- _What to do_:
Reproduce exactly, and only, the lines below from the one containing "[locate] shop door" through the one containing "[locate] paved road".
....................
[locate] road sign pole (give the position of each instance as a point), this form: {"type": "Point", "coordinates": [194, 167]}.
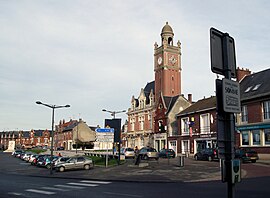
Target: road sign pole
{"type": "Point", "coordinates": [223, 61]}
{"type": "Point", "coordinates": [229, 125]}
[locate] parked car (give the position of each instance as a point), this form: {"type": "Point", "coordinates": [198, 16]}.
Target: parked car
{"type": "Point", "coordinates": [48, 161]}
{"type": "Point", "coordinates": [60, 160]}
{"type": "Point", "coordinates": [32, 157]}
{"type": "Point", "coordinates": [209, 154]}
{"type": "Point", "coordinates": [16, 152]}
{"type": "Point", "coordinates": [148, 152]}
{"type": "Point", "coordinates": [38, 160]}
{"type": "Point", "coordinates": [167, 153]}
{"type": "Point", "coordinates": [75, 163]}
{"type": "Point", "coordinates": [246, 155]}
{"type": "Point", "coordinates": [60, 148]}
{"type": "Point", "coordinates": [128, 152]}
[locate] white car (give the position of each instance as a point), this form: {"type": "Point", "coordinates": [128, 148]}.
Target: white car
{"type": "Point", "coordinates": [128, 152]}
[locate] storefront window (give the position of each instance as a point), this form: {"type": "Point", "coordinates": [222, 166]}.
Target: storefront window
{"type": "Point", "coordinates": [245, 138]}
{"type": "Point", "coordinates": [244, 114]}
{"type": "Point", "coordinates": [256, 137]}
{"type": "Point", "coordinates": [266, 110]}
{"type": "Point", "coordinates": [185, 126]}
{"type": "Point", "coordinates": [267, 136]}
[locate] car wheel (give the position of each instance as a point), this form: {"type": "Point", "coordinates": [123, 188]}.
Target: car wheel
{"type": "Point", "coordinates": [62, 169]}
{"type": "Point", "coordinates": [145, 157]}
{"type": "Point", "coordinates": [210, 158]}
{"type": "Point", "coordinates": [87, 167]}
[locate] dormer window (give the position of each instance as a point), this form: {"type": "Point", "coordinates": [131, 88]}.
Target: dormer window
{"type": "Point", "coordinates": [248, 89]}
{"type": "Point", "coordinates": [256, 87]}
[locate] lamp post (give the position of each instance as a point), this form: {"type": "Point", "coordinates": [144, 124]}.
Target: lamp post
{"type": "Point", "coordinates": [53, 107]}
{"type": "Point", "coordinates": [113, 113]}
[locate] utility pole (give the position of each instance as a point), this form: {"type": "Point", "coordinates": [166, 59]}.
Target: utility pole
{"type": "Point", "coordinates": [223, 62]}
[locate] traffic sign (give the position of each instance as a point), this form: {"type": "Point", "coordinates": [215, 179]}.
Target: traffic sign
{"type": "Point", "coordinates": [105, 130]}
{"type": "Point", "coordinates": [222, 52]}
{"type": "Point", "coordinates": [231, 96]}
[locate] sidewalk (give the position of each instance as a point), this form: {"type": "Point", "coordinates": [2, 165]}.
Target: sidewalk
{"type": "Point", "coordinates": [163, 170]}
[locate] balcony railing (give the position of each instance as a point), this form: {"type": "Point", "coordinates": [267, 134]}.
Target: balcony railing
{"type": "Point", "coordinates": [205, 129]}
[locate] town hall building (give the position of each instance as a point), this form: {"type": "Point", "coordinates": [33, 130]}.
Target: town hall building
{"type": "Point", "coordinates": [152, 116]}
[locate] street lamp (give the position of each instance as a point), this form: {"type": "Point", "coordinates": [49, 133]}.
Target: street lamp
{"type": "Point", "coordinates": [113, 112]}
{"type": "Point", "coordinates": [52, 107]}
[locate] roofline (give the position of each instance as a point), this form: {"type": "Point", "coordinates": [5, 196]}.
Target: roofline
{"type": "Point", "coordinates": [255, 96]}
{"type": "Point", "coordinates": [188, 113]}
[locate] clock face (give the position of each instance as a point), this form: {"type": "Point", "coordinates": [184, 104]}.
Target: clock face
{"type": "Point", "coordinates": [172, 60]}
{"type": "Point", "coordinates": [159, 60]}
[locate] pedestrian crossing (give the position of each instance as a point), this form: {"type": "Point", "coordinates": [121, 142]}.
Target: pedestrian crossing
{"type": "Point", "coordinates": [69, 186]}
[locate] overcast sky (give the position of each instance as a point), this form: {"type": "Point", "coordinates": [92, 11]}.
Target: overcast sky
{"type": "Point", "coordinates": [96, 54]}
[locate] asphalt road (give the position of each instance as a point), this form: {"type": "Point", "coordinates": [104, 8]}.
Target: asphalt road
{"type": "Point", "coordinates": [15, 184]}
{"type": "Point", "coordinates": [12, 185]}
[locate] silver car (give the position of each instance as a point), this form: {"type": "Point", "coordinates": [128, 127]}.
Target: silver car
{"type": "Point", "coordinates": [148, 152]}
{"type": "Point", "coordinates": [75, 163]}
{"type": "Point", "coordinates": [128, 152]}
....................
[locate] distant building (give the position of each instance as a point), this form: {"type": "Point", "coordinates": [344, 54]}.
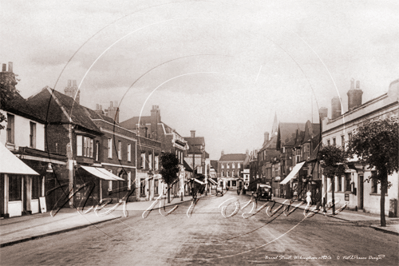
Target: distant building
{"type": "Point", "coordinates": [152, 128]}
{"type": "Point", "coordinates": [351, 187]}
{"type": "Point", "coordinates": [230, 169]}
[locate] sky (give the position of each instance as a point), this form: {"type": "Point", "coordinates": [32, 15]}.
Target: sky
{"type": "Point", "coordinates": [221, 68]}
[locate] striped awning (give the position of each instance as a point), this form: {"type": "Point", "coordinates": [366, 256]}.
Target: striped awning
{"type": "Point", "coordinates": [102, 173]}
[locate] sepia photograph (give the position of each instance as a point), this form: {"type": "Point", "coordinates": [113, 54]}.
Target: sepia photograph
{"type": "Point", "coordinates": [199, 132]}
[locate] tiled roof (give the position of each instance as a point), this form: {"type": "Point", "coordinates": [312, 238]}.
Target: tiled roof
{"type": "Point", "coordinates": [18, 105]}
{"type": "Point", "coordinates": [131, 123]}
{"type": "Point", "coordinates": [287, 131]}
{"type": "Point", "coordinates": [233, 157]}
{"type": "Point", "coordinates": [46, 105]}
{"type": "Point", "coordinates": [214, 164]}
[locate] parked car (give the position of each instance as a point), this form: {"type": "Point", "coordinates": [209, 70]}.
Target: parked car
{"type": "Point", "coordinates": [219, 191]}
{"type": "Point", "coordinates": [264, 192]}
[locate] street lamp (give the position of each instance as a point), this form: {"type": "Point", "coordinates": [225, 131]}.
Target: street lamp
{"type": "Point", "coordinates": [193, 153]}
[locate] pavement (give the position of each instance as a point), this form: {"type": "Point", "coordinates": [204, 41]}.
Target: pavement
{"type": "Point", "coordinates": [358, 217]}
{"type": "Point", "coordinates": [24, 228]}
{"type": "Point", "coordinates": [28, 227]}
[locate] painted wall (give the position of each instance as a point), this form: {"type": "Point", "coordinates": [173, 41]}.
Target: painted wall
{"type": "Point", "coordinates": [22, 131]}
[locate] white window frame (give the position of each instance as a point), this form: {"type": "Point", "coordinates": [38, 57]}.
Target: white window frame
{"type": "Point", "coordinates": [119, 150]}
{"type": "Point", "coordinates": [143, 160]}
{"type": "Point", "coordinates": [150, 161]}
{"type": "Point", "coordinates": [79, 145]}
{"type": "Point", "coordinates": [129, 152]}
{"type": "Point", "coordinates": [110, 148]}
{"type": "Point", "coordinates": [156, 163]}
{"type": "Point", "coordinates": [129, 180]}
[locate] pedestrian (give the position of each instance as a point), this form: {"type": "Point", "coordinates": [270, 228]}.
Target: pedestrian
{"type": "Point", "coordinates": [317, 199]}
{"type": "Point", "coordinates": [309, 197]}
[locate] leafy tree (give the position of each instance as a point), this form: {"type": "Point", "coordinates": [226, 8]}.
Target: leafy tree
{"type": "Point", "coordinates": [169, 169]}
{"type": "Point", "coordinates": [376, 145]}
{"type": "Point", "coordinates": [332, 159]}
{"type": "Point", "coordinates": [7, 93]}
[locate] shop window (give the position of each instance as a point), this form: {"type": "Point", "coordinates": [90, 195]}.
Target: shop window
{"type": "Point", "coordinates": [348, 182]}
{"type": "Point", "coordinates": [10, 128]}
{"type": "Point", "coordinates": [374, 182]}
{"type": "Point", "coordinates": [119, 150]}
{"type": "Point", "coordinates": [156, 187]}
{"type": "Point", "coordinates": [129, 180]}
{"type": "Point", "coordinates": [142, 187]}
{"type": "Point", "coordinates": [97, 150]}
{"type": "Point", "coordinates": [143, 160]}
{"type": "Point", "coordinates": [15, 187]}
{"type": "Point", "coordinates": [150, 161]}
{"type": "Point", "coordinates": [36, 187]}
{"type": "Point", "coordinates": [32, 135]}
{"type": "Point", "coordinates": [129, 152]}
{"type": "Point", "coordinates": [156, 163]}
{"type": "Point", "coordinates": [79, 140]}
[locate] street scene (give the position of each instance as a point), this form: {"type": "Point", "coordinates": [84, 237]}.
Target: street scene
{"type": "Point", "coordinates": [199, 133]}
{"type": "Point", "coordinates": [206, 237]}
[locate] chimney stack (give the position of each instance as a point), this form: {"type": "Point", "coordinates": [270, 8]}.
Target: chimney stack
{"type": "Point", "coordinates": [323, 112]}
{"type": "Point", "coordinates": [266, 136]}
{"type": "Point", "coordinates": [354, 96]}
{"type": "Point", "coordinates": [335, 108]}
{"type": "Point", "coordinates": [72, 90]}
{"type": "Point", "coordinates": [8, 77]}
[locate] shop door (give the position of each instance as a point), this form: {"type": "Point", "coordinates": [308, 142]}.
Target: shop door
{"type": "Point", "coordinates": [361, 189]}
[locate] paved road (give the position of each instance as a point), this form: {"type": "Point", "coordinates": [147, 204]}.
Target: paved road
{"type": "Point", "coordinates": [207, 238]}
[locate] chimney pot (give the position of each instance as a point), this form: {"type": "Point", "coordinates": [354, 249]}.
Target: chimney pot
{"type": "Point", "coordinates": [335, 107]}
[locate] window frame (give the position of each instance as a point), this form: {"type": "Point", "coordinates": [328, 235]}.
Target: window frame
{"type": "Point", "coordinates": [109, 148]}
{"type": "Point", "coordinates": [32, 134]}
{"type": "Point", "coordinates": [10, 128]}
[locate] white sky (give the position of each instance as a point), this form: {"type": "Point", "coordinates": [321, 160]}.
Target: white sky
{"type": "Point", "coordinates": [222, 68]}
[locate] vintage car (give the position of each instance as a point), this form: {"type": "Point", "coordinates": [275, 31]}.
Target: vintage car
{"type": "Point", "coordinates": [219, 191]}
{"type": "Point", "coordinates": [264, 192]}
....................
- _Result of the exercise_:
[locate] shop door (give the position of each instance as a point), this form: {"type": "Point", "coordinates": [308, 142]}.
Target: shop door
{"type": "Point", "coordinates": [361, 189]}
[locate] paved road (give the position of each instance as a point), this form: {"type": "Point", "coordinates": [147, 204]}.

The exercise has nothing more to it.